[YOUR TASK] Copy out the data starting with the line containing "Your task is to locate every instance of out-of-focus" and going on through the line containing "[422,182,444,210]", substituting "leaves" for "foliage" and keeping everything else unchanged.

[Collected data]

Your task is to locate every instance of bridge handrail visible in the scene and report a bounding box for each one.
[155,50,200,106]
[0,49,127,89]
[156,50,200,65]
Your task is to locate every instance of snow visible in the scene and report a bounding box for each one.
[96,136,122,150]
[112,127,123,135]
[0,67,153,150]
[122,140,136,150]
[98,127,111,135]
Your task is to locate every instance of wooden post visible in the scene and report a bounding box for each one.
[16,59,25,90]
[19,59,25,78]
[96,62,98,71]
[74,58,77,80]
...
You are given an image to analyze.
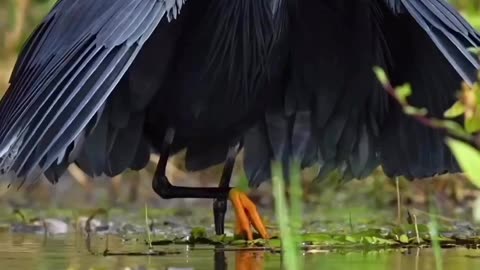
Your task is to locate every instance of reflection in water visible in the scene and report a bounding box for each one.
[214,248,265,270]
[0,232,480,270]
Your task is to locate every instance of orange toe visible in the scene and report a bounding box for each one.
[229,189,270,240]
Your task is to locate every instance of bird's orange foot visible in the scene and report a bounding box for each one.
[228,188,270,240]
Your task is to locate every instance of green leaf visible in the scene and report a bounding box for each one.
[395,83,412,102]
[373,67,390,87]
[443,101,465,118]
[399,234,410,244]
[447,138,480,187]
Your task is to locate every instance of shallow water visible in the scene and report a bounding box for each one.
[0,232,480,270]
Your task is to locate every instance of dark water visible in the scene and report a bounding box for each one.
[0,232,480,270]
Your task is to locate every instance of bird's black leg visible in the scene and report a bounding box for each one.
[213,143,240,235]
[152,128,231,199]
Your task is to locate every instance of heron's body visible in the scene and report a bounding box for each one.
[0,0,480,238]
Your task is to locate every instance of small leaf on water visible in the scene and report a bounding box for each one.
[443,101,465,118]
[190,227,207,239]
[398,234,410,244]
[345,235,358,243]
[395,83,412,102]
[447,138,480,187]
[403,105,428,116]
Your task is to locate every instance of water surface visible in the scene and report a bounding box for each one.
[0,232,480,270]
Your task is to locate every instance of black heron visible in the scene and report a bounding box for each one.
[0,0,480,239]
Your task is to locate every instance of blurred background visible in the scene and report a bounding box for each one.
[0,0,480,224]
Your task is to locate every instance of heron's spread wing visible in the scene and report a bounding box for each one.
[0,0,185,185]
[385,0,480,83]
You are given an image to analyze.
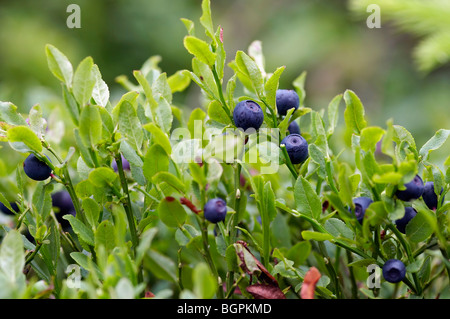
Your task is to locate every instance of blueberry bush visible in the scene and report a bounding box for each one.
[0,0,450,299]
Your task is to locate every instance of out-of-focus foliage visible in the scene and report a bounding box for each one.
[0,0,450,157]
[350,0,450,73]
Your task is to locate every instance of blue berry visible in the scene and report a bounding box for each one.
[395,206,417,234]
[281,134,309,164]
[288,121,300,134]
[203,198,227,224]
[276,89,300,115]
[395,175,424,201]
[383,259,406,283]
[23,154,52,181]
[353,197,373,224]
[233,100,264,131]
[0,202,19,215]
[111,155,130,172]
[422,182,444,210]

[OUTPUT OF THE TASK]
Your task is to locate every instance of out-of-focus leaves visible in the scene and report a bounding box for each one.
[0,0,450,157]
[350,0,450,73]
Your task is to locate every instance of blue berry visible in the scene and report a bounding box for each one.
[395,206,417,234]
[281,134,309,164]
[288,121,300,134]
[203,198,227,224]
[276,89,300,115]
[395,175,424,201]
[383,259,406,283]
[23,154,52,181]
[353,197,373,224]
[233,100,264,131]
[0,202,19,215]
[111,155,130,172]
[422,182,444,210]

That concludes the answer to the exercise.